KUTIPAN YANG DIBERIKAN
Posting saya tentang perayaan Valentine Day mendapat banyak pro dan kontra. Saya senang. Artinya topik ini menarik. Sayangnya sebagian besar yang berkomentar BELUM MAMPU berargumen dengan baik, yaitu logis dan diikuti dengan analisis. Kebanyakan cuma memaki-maki dan melontarkan sumpah serapah. Kalau hal tersebut diterus-teruskan maka kalian akan saya tendang keluar dari grup ini. Grup ini adalah grup untuk para guru yang diharapkan mampu menunjukkan kualitas dan kapasitas berpikir dan argumennya. Bukan kemampuan memaki-makinya.
Bagi Anda yang bilang bahwa VD harus dan wajib dilarang karena itu adalah BUDAYA ASING maka coba dipahami bahwa hampir semua yang Anda tonton di TV Anda itu adalah budaya asing. Islam sendiri sebagai agama TIDAK PUNYA BUDAYA. Yang punya budaya itu masyarakat. Jadi kalau Anda lihat majlis dzikir, tahlilan, festival rebana, pakai sarung, baju koko, songkok, dll maka itu BUKAN BUDAYA ISLAM tapi budaya umat Islam Indonesia, khususnya umat Islam NU. Setahu saya orang Muhammadiyah tidak pernah bikin tahlilan atau acara 100 Hari Wafatnya seseorang.
Jadi kalau Anda menolak VD dengan alasan itu adalah budaya asing coba berikan argumen yang lebih masuk akal karena pakai gamis dan cadar itu budaya asing. Anda mau tolak karena ia budaya asing?

TUJUAN TUGAS
1. Menurut tulisan tentang perayaan Valentine Day, mengapa penulis mengancam akan menendang sebagian pengomentar keluar dari grup? Jelaskan dalam satu sampai tiga kalimat.
2. Ringkas paragraf dalam tulisan tentang perayaan Valentine Day yang diawali "Bagi Anda yang bilang" menjadi daftar poin tanpa menghilangkan fakta utamanya.

ISI DATASET
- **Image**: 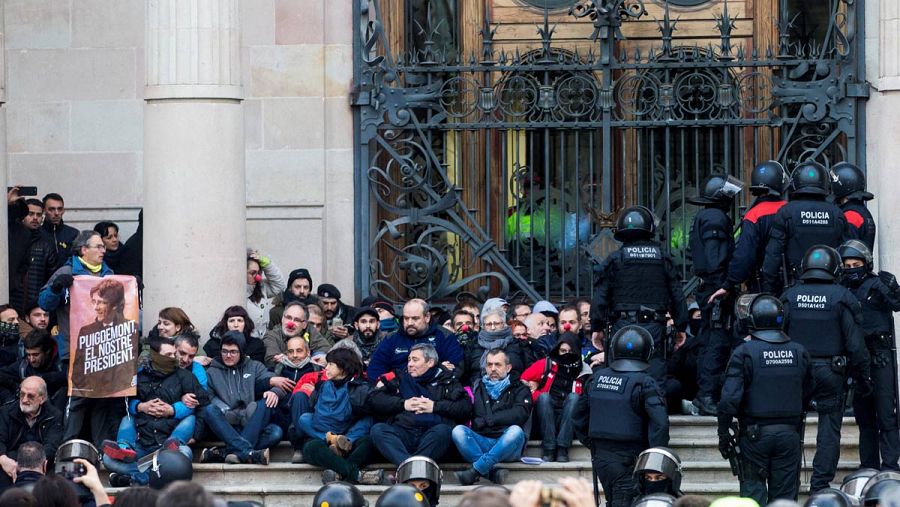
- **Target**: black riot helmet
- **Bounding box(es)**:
[631,493,675,507]
[841,468,878,505]
[800,245,841,281]
[687,174,744,206]
[613,206,656,241]
[750,160,787,197]
[803,488,853,507]
[734,294,790,343]
[147,449,194,489]
[862,477,900,507]
[609,325,653,371]
[396,456,444,505]
[838,239,874,271]
[313,482,369,507]
[634,447,682,496]
[791,160,831,196]
[375,484,431,507]
[831,162,875,201]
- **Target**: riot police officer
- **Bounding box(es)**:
[781,246,871,492]
[575,325,669,507]
[591,206,688,382]
[833,162,875,251]
[634,447,683,498]
[762,160,849,292]
[838,239,900,470]
[719,294,813,505]
[688,175,744,415]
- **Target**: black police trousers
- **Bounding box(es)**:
[809,358,846,493]
[591,439,644,507]
[853,348,900,470]
[739,424,801,505]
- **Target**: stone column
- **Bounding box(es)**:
[144,0,246,337]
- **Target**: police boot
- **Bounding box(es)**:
[693,394,718,415]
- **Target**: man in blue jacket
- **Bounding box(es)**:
[368,299,463,382]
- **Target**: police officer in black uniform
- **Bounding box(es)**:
[838,239,900,470]
[688,175,744,415]
[781,246,872,492]
[832,162,875,252]
[762,161,850,292]
[719,294,813,505]
[574,325,669,507]
[591,206,689,382]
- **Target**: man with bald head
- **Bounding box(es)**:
[368,298,463,382]
[0,376,63,489]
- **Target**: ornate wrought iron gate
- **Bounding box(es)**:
[353,0,867,301]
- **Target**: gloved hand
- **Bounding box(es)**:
[50,275,75,294]
[878,271,900,291]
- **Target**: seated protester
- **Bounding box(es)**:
[368,344,472,465]
[0,305,22,368]
[368,299,463,382]
[0,377,63,489]
[335,306,383,365]
[200,331,291,465]
[316,283,356,343]
[12,442,47,494]
[102,337,200,488]
[0,329,68,411]
[297,348,384,484]
[461,307,526,386]
[263,301,334,368]
[522,333,591,463]
[196,306,266,366]
[452,348,532,486]
[267,268,318,331]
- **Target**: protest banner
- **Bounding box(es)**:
[69,275,140,398]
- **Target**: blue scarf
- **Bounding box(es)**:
[481,375,509,401]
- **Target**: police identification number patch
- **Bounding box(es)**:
[622,245,662,260]
[594,375,628,393]
[759,349,797,367]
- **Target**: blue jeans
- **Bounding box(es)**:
[297,412,372,442]
[203,400,282,460]
[116,415,197,449]
[451,425,525,476]
[103,445,194,486]
[535,393,578,451]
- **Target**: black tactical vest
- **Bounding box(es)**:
[741,340,808,419]
[609,241,669,311]
[588,367,649,442]
[782,201,846,271]
[781,283,847,357]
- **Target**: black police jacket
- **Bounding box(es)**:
[0,401,63,459]
[762,199,851,292]
[781,280,869,379]
[719,339,815,434]
[573,366,669,447]
[591,240,689,331]
[841,199,875,250]
[689,207,734,287]
[134,365,208,449]
[721,196,787,290]
[472,372,533,438]
[842,271,900,342]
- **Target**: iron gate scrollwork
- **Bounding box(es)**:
[352,0,867,301]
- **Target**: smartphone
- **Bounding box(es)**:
[6,187,37,197]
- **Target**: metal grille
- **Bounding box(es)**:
[353,0,867,302]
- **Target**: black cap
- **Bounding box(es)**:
[288,268,312,288]
[316,283,341,299]
[353,306,380,322]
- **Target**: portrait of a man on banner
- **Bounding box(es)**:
[69,275,140,398]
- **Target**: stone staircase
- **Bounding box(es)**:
[102,416,859,507]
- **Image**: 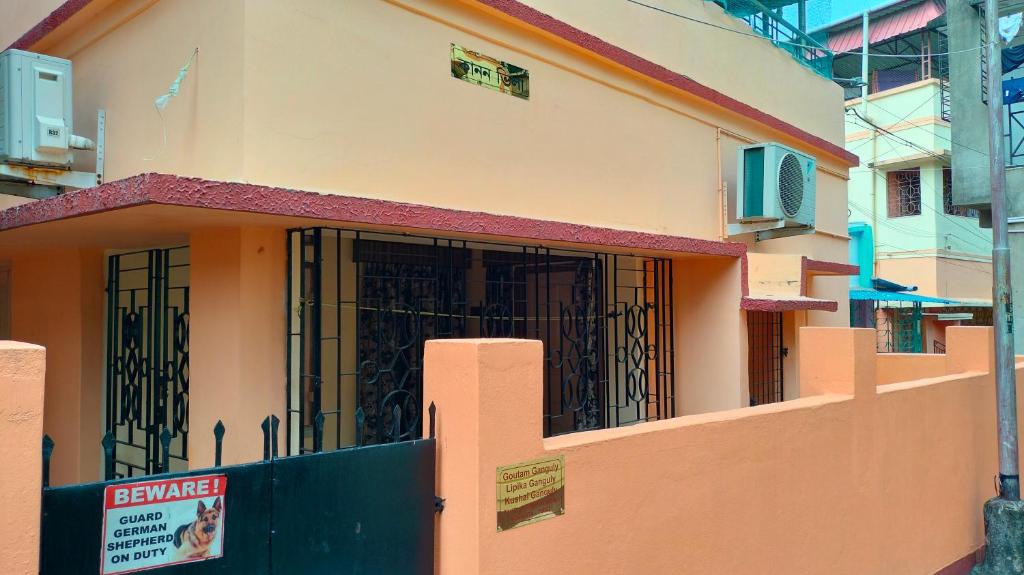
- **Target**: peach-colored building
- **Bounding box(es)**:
[0,0,855,483]
[0,0,1024,575]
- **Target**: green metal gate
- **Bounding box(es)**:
[40,418,438,575]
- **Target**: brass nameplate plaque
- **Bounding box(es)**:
[498,455,565,531]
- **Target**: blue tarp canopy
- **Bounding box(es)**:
[850,290,959,304]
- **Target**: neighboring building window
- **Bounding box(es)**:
[942,168,978,218]
[886,168,921,218]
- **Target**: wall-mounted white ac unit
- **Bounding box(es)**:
[0,49,103,195]
[729,142,816,239]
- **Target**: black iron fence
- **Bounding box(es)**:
[40,405,432,575]
[286,228,675,453]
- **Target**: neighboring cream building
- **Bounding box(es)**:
[0,0,856,483]
[816,0,992,353]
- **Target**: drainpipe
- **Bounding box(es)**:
[860,10,870,119]
[860,10,879,277]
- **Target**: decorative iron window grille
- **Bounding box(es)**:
[850,300,925,353]
[746,311,786,406]
[886,168,921,218]
[942,168,978,218]
[104,247,189,478]
[287,228,675,453]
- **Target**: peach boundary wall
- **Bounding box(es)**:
[424,327,1011,575]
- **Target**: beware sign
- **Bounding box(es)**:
[99,475,227,575]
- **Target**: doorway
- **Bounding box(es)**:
[104,247,188,478]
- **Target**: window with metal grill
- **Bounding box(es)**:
[942,168,978,218]
[286,228,675,454]
[886,168,921,218]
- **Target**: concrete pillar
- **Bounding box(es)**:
[946,325,995,373]
[423,339,544,575]
[10,249,104,485]
[800,327,878,397]
[673,258,750,415]
[0,342,46,573]
[188,228,287,469]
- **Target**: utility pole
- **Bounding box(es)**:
[974,0,1024,575]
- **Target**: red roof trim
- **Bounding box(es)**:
[8,0,92,50]
[0,174,746,258]
[739,296,839,311]
[477,0,860,166]
[803,257,860,275]
[10,0,860,166]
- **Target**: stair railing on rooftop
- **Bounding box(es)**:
[712,0,833,80]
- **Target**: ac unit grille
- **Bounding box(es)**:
[778,153,804,218]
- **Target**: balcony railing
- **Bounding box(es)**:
[714,0,833,80]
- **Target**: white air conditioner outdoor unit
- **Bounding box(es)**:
[0,49,103,195]
[729,142,816,239]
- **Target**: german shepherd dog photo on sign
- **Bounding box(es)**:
[172,497,221,560]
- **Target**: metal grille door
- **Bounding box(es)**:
[746,311,785,405]
[105,247,188,477]
[287,228,675,453]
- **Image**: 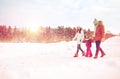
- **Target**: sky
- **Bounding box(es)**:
[0,0,120,33]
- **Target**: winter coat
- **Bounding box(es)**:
[83,39,93,48]
[73,31,84,44]
[95,24,104,41]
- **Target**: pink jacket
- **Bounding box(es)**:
[95,24,105,41]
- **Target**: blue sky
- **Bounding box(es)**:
[0,0,120,33]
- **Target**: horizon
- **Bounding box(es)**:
[0,0,120,34]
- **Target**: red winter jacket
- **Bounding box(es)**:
[83,39,93,48]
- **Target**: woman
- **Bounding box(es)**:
[94,21,105,59]
[73,28,85,57]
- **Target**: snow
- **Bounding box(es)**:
[0,36,120,79]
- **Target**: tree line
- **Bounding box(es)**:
[0,25,114,43]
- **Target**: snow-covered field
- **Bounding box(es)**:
[0,36,120,79]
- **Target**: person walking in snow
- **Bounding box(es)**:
[83,33,93,57]
[73,27,85,57]
[94,21,105,59]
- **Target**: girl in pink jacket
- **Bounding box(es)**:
[73,28,85,57]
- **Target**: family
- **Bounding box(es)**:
[73,18,105,59]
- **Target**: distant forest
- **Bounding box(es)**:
[0,25,115,43]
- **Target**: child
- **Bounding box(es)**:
[83,37,93,57]
[73,27,85,57]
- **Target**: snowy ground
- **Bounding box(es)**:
[0,37,120,79]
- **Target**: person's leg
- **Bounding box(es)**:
[94,41,100,58]
[74,44,80,57]
[100,47,105,57]
[89,49,92,57]
[85,48,89,57]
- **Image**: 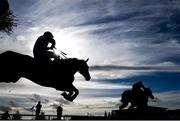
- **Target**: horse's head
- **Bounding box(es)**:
[78,58,91,80]
[144,88,154,99]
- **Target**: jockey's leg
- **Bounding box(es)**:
[119,101,128,110]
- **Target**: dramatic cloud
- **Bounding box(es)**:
[0,0,180,115]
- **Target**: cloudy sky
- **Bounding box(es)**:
[0,0,180,115]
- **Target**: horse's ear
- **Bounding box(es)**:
[86,58,89,62]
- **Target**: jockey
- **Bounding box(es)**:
[33,31,59,61]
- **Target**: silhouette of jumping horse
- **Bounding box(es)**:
[119,88,154,110]
[0,51,91,101]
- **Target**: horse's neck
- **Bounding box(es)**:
[58,59,79,75]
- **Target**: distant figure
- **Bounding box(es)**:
[2,111,11,120]
[12,110,21,120]
[36,101,42,119]
[132,81,145,101]
[57,106,63,120]
[39,112,46,120]
[132,81,145,92]
[33,31,58,62]
[119,82,154,110]
[0,0,9,16]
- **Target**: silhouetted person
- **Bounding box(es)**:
[132,81,145,91]
[36,101,42,119]
[39,112,46,120]
[2,111,11,120]
[0,0,9,16]
[33,31,58,62]
[119,82,154,110]
[57,106,63,120]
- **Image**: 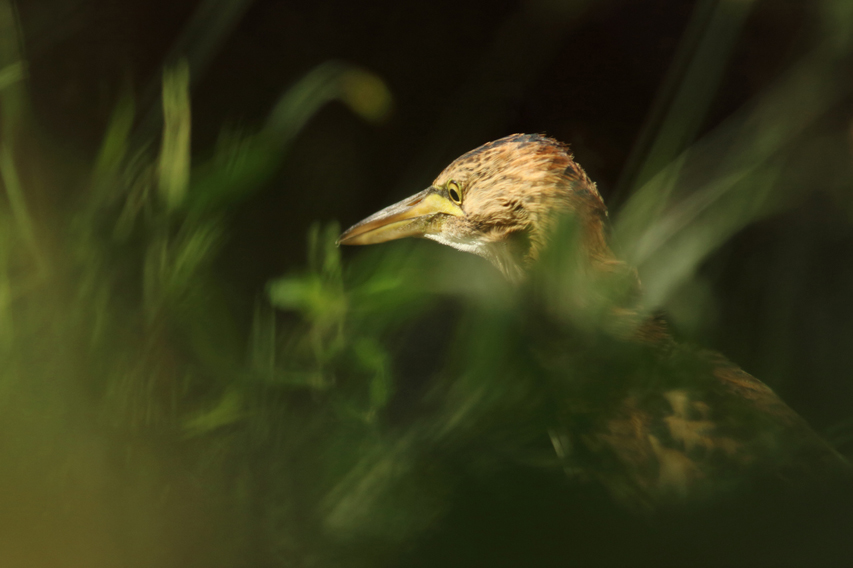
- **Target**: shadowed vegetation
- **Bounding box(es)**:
[0,0,853,567]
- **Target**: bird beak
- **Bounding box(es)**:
[338,187,464,245]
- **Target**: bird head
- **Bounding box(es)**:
[338,134,611,281]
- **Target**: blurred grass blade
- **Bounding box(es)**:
[191,61,391,211]
[159,61,191,210]
[614,27,850,307]
[92,94,135,197]
[134,0,254,140]
[619,0,755,216]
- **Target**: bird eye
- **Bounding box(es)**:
[447,180,462,205]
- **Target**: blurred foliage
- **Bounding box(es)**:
[0,2,850,567]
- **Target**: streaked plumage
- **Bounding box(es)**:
[339,134,849,508]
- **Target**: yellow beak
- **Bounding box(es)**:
[338,187,464,245]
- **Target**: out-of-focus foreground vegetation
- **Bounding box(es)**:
[5,0,853,567]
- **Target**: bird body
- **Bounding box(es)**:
[339,134,849,508]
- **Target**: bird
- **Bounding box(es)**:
[338,134,850,510]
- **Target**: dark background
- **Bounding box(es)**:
[18,0,853,430]
[5,0,853,567]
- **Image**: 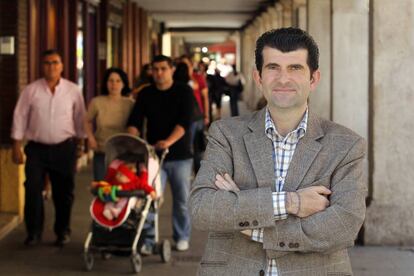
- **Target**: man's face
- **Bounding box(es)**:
[107,72,124,95]
[152,61,174,85]
[254,47,320,110]
[43,54,63,81]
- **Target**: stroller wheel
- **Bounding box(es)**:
[131,253,142,273]
[83,252,94,271]
[160,240,171,263]
[101,251,112,260]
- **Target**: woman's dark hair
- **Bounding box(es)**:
[173,62,190,84]
[255,27,319,75]
[101,67,131,96]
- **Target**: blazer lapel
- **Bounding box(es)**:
[283,112,323,191]
[243,109,275,189]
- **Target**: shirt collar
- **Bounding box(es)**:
[265,108,309,141]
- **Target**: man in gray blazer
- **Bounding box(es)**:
[189,28,366,276]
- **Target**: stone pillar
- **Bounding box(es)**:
[308,0,331,119]
[332,0,369,138]
[364,0,414,245]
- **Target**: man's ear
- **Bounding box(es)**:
[253,69,262,89]
[310,69,321,91]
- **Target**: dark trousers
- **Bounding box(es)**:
[24,139,76,236]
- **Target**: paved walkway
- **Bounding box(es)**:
[0,100,414,276]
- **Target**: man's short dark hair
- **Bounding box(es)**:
[151,55,173,67]
[42,49,62,60]
[255,27,319,75]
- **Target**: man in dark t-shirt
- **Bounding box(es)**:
[128,55,193,254]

JAWABAN PER TUGAS
1. Kebanyakan pengomentar hanya memaki-maki dan melontarkan sumpah serapah, bukan berargumen secara logis dan disertai analisis. Grup itu diperuntukkan bagi para guru yang diharapkan mampu menunjukkan kualitas dan kapasitas berpikir serta berargumen, bukan kemampuan memaki-maki.

2.
- Orang yang ingin VD dilarang karena budaya asing perlu memahami bahwa hampir semua tayangan di TV adalah budaya asing.
- Islam sebagai agama tidak punya budaya; yang punya budaya adalah masyarakat.
- Majlis dzikir, tahlilan, festival rebana, sarung, baju koko, songkok, dan sebagainya bukan budaya Islam, melainkan budaya umat Islam Indonesia, khususnya umat Islam NU.
- Sepengetahuan penulis, orang Muhammadiyah tidak pernah mengadakan tahlilan atau acara 100 hari wafatnya seseorang.